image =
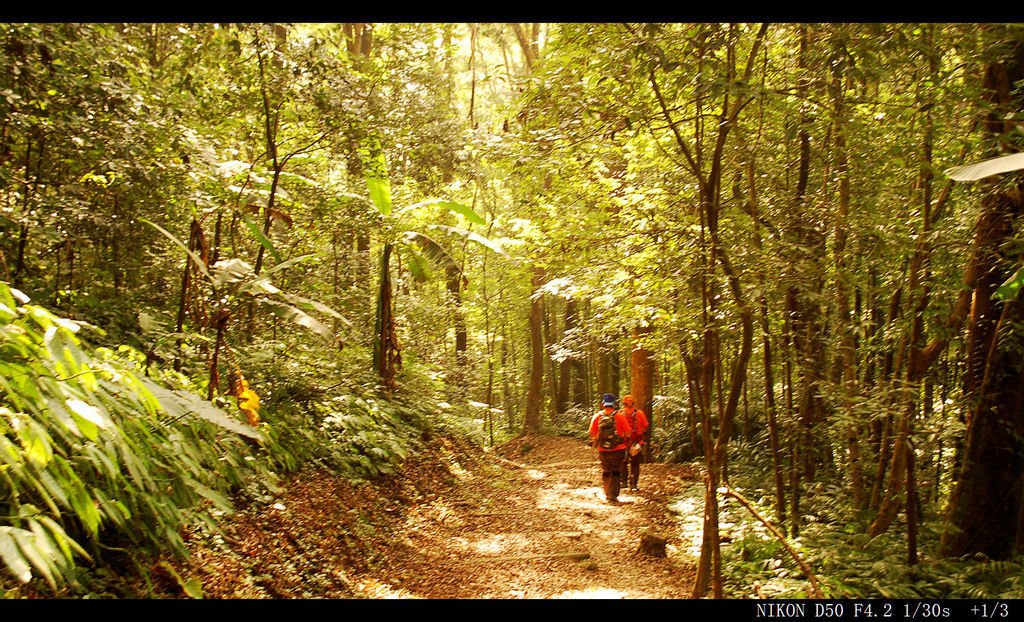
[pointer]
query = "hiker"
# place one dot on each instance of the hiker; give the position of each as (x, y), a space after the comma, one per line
(634, 452)
(608, 431)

§ §

▶ **WHAT THE TASK ASKS**:
Write out the data again with every "hiker" changed to "climber" and everything else kept the same. Omit the pictures.

▶ **OUTPUT FOR THIS TASK**:
image =
[pointer]
query = "climber"
# place one dot on each instance of the climber; give the position of each as (x, y), a space after the comma, one per line
(634, 452)
(608, 431)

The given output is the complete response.